* REQUIREMENTS: Gather every line of the entries below that contains the string "leafy", treating uppercase and lowercase as different.

**** DATASET RECORDS ****

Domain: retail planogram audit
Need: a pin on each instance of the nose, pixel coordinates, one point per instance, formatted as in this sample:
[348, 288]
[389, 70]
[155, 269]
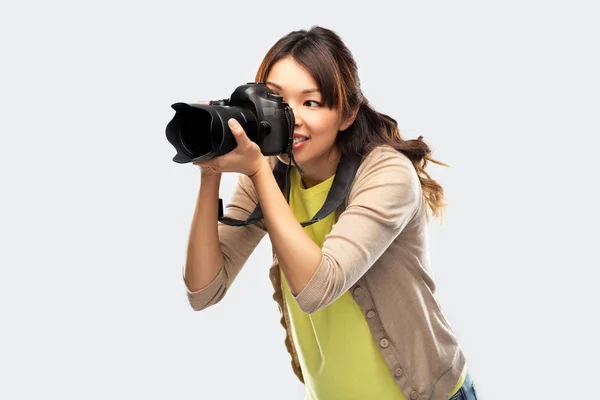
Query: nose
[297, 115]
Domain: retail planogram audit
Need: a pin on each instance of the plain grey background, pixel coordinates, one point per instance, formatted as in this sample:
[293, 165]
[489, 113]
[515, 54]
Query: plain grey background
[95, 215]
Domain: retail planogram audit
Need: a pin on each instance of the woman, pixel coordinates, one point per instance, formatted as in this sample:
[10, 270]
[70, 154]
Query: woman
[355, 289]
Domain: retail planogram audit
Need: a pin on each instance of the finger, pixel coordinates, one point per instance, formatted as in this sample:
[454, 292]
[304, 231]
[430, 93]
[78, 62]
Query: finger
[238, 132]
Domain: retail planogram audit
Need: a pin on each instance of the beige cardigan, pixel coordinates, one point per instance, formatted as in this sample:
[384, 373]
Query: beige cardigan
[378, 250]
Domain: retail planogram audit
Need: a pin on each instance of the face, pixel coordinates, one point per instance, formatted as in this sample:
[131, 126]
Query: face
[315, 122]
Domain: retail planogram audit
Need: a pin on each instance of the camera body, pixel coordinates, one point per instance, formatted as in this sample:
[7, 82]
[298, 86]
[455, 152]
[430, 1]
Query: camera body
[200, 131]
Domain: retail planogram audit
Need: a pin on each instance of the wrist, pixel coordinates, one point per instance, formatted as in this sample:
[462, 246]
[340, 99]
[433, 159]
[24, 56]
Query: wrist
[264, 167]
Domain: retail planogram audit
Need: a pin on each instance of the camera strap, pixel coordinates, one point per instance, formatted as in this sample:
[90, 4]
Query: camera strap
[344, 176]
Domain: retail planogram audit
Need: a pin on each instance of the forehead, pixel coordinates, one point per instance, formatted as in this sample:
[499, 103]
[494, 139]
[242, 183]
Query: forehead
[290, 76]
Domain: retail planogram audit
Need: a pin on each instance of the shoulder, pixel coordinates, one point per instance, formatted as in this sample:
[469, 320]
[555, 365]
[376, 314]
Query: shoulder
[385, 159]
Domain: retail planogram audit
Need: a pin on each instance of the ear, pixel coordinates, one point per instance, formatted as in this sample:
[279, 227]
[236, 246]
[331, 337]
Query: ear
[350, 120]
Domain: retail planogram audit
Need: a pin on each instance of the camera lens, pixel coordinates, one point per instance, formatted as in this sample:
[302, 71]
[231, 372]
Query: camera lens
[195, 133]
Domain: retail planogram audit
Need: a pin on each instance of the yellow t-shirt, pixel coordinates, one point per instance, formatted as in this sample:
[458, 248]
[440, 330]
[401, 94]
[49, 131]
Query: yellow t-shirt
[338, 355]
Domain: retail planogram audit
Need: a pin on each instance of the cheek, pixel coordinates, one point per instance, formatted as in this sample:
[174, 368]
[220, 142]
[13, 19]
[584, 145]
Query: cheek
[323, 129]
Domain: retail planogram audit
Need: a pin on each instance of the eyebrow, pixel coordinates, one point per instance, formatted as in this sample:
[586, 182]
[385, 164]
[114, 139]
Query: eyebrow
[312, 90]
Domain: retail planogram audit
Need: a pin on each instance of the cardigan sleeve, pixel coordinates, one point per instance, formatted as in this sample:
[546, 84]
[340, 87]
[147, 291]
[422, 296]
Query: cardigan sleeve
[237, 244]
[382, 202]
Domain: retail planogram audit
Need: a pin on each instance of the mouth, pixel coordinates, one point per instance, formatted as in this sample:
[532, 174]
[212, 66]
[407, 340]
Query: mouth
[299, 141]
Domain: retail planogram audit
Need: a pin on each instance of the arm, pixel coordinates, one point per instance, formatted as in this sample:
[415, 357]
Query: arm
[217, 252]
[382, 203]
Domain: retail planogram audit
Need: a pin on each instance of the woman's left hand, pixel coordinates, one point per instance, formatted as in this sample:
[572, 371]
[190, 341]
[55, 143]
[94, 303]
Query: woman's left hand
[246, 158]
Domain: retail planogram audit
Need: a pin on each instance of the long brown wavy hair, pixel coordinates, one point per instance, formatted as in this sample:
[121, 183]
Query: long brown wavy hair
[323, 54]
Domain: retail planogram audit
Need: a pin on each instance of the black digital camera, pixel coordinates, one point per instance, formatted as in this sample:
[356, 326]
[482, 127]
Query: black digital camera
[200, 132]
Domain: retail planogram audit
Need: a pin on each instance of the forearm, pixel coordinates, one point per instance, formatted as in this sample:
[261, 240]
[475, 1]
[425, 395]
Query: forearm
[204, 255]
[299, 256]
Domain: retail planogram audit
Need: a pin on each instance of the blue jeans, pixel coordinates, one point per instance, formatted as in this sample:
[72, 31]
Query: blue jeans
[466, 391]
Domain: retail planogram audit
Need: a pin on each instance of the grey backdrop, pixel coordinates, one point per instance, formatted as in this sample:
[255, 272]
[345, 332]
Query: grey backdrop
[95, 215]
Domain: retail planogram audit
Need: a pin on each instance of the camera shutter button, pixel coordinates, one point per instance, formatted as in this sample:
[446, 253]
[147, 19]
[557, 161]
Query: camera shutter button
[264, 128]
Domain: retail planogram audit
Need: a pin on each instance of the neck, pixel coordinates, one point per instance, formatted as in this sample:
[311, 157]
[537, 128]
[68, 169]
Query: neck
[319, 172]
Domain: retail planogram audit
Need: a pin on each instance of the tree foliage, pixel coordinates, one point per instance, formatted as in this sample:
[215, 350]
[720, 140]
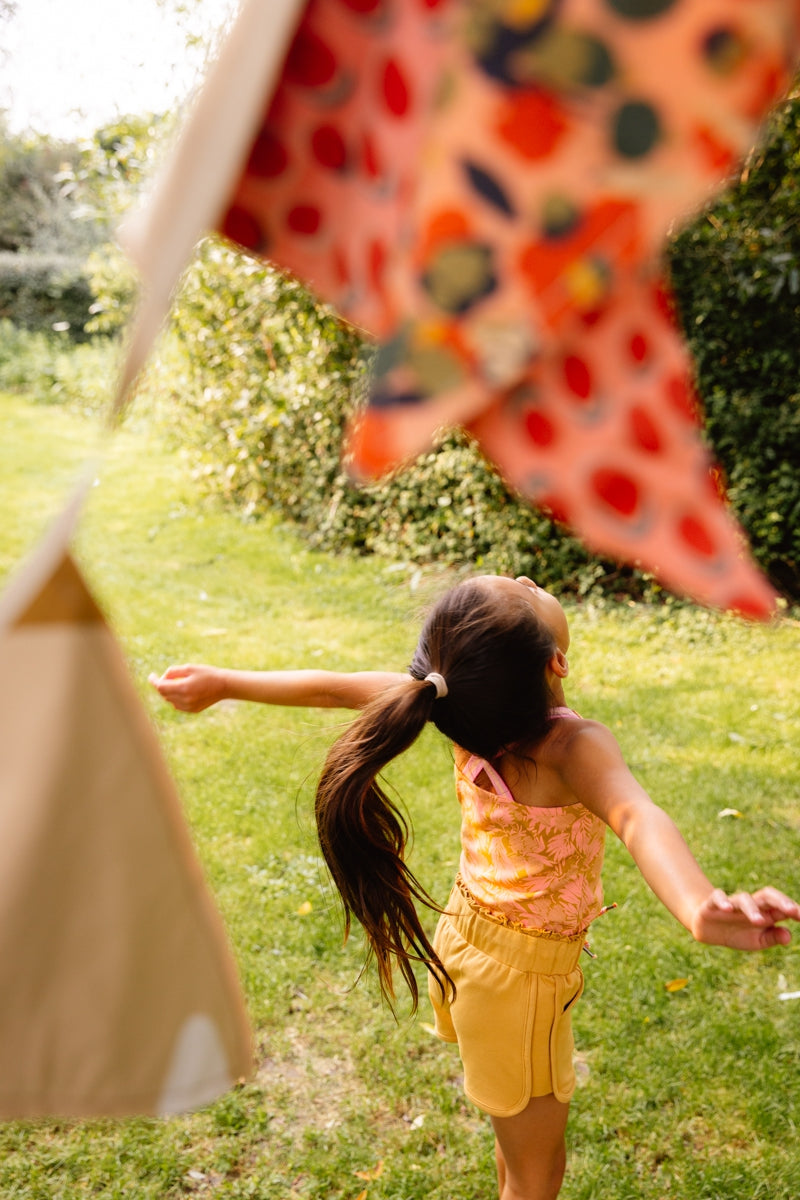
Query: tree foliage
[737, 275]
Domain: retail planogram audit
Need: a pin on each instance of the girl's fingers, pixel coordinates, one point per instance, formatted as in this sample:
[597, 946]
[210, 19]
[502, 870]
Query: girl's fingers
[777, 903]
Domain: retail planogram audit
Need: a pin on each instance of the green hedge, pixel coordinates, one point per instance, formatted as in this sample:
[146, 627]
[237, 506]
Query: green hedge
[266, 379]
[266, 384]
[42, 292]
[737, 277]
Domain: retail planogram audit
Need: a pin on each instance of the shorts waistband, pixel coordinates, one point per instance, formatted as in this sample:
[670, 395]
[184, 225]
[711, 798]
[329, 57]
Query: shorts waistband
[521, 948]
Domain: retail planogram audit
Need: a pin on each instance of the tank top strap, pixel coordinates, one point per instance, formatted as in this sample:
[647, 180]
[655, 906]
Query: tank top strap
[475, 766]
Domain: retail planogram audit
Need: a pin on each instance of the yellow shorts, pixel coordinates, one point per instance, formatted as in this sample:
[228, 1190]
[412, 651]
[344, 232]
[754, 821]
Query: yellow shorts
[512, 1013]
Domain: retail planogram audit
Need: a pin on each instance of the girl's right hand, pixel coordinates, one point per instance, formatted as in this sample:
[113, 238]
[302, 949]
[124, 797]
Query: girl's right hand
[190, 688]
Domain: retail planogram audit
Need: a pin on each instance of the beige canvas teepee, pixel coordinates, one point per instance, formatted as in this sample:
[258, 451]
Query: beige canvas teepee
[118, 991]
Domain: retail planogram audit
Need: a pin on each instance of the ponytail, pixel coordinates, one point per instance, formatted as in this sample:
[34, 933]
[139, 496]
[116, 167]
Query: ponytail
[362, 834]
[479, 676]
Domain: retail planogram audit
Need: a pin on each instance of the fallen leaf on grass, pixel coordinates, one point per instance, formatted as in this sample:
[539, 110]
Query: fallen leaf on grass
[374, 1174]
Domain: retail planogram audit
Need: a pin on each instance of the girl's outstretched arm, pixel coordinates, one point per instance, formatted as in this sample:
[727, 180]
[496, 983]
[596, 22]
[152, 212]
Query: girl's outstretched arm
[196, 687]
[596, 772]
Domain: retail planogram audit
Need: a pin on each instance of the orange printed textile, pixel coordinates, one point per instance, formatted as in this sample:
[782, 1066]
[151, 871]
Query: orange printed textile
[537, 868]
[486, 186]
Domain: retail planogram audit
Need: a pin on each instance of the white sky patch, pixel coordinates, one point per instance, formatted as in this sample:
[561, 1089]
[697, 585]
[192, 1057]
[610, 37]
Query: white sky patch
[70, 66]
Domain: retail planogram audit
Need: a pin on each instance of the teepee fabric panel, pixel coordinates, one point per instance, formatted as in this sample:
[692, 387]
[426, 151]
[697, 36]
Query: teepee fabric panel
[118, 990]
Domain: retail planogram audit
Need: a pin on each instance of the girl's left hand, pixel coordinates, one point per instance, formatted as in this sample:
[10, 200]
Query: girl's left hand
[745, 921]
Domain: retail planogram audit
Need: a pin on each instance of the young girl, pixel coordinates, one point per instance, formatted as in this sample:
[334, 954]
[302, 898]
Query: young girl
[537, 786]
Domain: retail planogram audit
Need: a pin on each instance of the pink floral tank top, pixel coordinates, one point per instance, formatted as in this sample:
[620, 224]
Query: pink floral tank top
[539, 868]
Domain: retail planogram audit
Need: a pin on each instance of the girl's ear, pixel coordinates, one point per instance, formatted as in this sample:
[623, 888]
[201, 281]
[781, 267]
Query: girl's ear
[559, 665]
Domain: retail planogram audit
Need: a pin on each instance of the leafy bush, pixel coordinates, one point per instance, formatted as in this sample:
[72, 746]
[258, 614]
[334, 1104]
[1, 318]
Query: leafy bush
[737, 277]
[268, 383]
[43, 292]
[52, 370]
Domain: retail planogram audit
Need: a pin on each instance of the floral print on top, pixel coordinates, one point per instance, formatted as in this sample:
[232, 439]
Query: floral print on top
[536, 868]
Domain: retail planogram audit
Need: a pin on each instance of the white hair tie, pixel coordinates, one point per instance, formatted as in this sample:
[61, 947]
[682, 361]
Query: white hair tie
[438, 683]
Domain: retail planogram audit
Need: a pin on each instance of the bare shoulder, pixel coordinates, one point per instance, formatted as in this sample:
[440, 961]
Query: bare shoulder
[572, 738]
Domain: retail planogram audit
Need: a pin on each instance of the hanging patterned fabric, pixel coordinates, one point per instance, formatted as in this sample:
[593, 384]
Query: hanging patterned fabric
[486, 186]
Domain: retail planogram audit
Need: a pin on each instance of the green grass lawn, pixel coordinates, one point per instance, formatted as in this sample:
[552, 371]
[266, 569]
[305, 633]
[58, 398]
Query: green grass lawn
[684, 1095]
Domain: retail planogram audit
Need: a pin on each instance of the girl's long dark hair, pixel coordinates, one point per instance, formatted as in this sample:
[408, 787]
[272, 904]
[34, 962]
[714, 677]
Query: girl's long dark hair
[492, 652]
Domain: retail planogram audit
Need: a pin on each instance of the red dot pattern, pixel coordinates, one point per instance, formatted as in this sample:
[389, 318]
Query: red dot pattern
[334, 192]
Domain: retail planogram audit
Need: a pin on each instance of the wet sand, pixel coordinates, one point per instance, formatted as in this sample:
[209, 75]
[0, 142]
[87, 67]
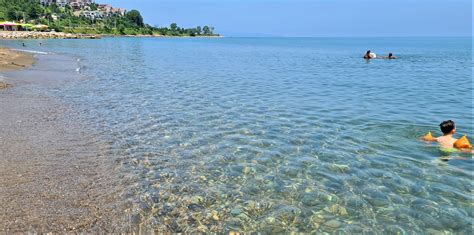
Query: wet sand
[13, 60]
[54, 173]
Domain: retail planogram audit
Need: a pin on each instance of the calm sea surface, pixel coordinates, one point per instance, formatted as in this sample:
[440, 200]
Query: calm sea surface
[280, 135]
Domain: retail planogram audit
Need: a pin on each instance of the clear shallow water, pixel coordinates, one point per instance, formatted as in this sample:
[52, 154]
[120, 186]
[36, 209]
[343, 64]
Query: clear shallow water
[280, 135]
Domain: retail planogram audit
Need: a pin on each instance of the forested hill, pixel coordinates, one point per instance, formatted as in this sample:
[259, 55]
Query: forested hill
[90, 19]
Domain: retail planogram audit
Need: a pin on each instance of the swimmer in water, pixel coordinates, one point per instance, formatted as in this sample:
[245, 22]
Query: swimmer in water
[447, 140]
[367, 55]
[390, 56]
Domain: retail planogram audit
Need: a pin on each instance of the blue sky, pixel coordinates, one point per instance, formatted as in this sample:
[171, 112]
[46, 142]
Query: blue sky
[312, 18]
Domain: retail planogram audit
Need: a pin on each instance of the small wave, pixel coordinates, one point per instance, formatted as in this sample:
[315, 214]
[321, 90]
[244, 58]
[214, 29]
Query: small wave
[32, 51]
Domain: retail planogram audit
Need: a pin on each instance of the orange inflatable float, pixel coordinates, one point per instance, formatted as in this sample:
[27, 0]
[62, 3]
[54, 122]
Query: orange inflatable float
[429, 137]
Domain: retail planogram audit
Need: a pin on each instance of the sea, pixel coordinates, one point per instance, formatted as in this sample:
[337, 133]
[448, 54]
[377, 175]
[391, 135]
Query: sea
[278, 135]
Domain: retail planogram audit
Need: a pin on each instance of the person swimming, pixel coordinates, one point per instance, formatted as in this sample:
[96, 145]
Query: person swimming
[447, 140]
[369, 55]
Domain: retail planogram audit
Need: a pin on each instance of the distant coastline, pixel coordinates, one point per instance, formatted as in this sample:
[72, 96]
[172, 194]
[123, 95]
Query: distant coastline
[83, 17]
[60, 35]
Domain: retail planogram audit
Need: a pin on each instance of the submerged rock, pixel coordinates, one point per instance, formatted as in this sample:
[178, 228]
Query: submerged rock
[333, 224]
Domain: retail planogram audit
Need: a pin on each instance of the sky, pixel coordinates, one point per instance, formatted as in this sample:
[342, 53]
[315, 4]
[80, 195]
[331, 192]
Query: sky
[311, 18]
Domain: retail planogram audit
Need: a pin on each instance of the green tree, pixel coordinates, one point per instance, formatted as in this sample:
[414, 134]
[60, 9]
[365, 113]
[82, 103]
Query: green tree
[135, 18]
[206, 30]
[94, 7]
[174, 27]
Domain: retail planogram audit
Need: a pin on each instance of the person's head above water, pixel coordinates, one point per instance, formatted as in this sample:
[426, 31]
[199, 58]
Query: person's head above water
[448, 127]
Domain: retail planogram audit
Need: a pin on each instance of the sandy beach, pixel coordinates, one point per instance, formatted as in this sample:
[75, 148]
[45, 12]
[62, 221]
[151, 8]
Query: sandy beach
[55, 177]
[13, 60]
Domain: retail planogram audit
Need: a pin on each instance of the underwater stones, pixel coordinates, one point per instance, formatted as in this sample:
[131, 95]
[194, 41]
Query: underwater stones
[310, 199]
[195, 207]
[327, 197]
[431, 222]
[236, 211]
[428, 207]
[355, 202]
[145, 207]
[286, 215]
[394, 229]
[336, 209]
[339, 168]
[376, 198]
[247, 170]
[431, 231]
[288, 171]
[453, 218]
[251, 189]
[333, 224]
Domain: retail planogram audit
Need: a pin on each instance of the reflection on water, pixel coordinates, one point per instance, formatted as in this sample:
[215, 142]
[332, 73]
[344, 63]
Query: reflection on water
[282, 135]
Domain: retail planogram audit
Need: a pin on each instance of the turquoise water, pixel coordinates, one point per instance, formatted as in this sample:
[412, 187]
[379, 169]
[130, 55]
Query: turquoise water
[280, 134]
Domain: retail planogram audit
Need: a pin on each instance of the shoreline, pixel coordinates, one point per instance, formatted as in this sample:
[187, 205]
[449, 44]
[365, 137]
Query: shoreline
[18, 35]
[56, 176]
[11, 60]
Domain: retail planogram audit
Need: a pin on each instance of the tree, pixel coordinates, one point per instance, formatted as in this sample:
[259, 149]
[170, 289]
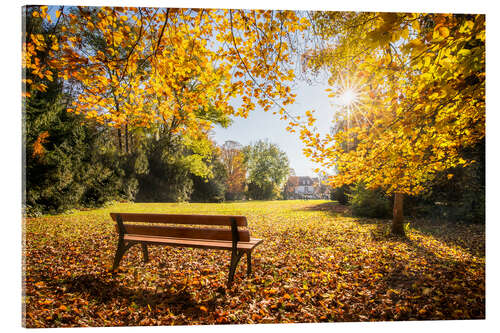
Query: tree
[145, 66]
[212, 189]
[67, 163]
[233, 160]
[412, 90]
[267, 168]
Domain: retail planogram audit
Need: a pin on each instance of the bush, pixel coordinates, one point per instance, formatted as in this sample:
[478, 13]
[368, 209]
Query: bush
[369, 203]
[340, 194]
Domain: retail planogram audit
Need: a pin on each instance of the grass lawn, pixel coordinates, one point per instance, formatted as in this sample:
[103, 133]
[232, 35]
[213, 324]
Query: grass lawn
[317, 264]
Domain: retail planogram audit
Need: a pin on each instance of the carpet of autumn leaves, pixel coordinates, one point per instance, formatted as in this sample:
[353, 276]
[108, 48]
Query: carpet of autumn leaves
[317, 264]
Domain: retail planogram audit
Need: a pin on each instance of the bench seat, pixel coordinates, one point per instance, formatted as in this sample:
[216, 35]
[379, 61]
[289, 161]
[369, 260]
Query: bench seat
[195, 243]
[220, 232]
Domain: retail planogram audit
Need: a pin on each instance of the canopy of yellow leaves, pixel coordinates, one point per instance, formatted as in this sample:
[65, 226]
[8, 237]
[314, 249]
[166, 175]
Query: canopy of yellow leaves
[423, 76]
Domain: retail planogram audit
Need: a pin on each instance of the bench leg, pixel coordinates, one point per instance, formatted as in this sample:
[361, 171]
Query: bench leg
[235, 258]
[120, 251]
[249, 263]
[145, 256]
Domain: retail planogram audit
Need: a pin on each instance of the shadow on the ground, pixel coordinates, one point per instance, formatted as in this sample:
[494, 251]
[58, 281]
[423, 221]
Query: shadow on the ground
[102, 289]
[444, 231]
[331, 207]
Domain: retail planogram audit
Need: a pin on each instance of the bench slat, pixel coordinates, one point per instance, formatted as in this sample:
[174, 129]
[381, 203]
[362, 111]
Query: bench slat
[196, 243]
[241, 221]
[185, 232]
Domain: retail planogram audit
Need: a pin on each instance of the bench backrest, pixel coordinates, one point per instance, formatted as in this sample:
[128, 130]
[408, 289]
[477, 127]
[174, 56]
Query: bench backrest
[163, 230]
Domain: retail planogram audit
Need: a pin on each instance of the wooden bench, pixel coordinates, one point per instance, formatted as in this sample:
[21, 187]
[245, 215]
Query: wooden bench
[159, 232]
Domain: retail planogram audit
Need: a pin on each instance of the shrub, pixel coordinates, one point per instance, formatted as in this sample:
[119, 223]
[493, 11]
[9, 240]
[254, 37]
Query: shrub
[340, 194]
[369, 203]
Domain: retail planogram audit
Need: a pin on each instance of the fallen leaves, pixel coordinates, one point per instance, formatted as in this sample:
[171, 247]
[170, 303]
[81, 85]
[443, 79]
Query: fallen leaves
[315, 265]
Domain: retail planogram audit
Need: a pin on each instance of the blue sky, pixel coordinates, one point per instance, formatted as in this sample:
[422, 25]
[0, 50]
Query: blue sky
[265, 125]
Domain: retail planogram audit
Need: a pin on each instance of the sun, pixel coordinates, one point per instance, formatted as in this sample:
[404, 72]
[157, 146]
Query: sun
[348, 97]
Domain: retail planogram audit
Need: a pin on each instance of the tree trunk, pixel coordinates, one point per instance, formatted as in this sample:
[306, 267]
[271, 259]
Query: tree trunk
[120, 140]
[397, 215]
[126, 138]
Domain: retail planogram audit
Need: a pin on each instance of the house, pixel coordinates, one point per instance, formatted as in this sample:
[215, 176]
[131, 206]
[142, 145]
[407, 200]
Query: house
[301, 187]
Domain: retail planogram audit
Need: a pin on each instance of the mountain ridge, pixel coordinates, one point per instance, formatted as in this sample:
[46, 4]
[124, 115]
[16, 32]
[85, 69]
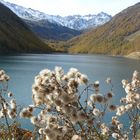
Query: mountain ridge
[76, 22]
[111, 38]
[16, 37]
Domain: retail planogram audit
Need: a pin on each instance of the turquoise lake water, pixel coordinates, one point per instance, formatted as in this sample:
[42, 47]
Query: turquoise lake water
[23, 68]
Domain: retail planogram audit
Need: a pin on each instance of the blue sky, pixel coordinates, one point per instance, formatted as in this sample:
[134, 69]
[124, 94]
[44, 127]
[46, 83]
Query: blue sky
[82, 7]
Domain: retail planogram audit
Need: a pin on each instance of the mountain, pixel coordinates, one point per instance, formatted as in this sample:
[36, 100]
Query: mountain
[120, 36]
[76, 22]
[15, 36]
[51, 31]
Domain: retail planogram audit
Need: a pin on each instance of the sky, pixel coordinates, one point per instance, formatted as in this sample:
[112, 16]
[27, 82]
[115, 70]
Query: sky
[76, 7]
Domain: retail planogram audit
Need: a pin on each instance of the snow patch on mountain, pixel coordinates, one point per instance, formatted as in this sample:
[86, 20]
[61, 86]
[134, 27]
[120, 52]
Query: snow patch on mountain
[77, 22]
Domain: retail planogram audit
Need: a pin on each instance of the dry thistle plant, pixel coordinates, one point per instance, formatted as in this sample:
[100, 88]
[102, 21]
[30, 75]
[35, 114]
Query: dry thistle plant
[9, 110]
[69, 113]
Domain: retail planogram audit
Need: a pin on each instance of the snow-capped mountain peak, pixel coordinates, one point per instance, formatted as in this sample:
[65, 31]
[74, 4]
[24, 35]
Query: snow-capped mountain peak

****

* RESPONSE BELOW:
Need: a pin on each instance of the leafy bush, pixel coordinates, one point per instance, formatted as in this sample:
Query: leafy bush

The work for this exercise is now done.